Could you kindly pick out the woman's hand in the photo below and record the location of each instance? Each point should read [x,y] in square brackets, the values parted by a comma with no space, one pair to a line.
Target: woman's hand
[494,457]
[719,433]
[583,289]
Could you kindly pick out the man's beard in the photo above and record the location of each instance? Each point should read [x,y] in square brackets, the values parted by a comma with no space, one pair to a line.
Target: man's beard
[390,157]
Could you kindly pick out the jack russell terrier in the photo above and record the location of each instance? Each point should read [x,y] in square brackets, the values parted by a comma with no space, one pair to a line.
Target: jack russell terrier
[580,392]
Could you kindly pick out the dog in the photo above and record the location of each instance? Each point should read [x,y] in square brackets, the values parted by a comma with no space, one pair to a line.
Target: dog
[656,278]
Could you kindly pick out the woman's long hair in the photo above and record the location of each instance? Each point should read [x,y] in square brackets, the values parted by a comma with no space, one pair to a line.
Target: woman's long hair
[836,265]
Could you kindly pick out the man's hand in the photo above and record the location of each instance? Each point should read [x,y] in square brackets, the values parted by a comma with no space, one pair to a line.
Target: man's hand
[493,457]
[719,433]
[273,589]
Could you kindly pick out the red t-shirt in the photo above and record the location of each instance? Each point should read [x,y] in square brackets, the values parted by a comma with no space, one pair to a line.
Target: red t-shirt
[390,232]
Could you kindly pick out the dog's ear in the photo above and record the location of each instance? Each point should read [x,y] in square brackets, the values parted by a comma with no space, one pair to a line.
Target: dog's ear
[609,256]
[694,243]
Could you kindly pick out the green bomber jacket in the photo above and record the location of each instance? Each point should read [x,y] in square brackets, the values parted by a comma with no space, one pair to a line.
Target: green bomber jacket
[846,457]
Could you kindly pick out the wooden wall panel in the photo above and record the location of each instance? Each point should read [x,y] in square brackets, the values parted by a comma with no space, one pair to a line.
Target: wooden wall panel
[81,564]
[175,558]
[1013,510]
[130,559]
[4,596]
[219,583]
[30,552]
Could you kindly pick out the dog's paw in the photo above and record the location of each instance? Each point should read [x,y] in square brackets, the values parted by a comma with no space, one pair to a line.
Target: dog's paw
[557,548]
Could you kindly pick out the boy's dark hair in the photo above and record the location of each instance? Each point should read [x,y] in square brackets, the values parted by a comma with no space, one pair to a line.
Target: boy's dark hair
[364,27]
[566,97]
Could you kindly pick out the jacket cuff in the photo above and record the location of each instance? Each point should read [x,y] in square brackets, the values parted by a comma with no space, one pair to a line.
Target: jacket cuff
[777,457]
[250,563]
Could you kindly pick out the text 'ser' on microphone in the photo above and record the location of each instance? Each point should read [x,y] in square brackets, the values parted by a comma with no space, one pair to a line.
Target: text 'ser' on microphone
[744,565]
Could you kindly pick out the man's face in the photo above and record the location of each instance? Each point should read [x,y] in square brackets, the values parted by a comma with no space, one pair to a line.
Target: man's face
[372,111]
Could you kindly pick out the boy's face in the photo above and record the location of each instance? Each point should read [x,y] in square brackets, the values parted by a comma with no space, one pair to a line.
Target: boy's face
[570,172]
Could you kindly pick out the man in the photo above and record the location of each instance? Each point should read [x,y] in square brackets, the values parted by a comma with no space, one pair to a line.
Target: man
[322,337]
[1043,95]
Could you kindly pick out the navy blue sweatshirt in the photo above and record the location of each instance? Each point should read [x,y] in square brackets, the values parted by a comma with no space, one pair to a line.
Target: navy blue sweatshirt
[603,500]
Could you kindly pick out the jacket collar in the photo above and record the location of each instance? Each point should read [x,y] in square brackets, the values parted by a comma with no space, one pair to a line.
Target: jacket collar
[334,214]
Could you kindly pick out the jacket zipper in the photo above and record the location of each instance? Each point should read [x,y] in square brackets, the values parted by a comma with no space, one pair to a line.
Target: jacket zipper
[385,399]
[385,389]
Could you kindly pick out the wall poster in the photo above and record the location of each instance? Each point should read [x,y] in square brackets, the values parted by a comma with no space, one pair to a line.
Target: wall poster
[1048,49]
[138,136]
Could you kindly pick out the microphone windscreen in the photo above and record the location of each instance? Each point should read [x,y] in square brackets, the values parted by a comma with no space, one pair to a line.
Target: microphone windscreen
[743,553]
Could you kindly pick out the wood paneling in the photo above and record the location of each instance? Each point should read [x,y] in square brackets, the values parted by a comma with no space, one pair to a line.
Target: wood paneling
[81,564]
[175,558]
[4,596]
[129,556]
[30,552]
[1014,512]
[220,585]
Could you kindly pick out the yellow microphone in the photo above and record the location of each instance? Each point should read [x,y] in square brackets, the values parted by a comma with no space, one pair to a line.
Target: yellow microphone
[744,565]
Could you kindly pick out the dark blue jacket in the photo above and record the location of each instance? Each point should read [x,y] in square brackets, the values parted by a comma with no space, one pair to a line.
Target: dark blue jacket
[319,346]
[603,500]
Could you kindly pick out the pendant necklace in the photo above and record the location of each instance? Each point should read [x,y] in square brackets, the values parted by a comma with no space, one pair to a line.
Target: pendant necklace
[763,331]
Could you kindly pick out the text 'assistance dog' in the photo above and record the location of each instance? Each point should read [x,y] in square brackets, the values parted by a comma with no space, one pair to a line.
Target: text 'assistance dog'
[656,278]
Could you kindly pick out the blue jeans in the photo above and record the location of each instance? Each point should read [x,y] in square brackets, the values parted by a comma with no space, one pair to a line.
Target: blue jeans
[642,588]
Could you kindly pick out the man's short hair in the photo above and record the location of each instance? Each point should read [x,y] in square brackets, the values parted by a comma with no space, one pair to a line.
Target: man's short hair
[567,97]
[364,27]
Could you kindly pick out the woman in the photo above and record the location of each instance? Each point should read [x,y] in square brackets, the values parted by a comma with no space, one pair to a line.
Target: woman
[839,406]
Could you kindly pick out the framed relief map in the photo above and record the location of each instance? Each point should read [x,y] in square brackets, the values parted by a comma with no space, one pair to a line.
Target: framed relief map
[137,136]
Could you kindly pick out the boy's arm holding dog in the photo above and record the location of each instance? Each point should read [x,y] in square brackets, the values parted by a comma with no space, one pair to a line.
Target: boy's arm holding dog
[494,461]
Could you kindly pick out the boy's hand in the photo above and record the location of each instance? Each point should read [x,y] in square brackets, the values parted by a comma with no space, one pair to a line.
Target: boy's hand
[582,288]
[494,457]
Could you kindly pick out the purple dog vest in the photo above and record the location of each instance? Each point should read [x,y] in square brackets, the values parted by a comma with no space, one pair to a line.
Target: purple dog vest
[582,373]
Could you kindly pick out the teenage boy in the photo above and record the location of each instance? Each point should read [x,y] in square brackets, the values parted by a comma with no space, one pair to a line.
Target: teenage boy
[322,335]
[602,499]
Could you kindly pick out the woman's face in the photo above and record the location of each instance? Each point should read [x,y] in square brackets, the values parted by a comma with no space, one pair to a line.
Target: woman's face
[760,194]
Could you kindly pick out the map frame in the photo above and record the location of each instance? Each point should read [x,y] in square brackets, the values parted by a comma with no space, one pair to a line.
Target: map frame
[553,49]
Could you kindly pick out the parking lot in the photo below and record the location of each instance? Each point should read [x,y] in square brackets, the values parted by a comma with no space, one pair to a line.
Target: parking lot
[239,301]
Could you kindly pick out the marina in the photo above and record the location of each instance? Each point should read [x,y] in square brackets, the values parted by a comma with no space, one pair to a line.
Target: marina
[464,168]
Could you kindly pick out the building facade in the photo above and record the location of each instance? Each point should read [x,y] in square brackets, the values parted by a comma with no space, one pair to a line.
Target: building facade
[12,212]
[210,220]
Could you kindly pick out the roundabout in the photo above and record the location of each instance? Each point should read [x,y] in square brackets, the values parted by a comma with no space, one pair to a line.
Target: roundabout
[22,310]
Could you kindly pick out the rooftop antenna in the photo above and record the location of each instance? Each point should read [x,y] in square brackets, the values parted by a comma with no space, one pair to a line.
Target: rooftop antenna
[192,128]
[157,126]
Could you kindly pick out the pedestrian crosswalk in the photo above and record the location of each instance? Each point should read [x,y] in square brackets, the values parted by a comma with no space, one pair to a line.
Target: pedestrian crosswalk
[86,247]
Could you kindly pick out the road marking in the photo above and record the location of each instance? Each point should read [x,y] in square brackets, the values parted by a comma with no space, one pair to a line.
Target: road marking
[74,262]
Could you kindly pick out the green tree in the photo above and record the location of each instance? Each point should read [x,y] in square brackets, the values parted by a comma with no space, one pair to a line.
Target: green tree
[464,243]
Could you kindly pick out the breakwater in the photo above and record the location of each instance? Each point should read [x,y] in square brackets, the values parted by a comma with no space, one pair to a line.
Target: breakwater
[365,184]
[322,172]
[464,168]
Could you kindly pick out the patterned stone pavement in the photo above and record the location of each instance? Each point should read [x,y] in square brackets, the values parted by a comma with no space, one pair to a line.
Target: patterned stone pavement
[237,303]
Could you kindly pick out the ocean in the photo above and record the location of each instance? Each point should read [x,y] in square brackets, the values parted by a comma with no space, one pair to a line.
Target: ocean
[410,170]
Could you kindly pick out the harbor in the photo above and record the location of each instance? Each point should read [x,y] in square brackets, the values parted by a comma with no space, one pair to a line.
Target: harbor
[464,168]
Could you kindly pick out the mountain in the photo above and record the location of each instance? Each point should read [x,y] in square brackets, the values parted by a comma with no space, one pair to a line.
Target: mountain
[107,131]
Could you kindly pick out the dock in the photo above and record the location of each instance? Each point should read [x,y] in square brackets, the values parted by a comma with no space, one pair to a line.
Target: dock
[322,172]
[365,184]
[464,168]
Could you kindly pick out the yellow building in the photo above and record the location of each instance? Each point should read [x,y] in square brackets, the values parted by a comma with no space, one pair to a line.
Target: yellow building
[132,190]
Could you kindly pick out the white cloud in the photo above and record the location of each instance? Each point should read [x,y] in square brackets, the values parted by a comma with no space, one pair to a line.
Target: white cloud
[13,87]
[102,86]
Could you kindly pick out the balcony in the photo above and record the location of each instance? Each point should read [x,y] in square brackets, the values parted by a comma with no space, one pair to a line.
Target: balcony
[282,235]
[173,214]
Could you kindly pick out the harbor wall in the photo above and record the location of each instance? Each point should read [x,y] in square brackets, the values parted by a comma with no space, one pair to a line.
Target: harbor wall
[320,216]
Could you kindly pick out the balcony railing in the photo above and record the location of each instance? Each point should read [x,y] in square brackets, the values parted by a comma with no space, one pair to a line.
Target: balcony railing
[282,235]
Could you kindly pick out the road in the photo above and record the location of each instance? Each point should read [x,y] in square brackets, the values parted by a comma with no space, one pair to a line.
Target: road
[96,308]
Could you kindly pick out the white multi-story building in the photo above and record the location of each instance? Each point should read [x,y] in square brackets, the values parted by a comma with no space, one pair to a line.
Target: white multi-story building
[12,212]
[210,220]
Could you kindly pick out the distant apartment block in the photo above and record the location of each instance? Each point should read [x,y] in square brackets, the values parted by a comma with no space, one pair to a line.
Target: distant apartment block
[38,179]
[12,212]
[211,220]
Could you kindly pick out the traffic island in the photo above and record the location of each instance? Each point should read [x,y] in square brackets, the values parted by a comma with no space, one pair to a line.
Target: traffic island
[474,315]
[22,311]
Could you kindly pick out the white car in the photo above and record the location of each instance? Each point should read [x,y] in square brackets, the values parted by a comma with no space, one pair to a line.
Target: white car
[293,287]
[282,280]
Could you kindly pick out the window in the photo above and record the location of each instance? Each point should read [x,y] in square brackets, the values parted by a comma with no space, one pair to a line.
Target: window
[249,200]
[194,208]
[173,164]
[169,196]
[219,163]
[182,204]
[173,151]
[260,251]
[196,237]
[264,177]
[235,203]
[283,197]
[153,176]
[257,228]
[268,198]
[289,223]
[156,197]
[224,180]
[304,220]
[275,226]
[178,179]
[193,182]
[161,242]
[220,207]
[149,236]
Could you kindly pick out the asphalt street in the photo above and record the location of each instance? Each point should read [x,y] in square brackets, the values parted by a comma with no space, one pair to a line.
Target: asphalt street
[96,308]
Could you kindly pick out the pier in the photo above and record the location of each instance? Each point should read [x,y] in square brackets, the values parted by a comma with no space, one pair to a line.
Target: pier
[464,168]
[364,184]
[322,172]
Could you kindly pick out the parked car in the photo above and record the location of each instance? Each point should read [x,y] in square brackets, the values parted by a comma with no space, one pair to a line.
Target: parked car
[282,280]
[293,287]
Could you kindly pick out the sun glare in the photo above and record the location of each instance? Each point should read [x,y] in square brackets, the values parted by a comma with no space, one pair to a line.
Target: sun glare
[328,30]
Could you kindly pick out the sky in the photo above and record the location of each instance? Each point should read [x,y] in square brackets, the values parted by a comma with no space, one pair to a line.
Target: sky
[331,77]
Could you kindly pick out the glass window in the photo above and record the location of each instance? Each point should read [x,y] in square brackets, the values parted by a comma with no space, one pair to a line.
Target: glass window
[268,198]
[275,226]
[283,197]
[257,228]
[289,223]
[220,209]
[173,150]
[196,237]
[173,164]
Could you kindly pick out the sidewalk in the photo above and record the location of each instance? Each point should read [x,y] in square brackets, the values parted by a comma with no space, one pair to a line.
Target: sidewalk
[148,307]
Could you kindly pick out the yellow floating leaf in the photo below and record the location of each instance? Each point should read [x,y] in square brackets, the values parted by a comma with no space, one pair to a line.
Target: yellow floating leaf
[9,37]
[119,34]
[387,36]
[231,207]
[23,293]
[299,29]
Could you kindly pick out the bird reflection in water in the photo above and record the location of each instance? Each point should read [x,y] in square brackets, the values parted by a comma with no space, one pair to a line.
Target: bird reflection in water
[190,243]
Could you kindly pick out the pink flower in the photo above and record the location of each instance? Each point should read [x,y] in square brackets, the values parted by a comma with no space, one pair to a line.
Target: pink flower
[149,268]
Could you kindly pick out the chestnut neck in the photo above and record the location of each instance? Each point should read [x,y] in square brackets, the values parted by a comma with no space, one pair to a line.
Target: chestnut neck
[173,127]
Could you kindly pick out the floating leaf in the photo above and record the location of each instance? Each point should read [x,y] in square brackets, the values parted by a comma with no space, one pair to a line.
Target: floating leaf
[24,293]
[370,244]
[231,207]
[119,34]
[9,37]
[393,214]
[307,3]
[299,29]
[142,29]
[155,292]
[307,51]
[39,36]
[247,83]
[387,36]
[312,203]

**WHAT YOU WILL DO:** Work out the number of lines in the listing above that hold the string "below". Reply with that number only.

**OUTPUT OF THE EXERCISE:** 3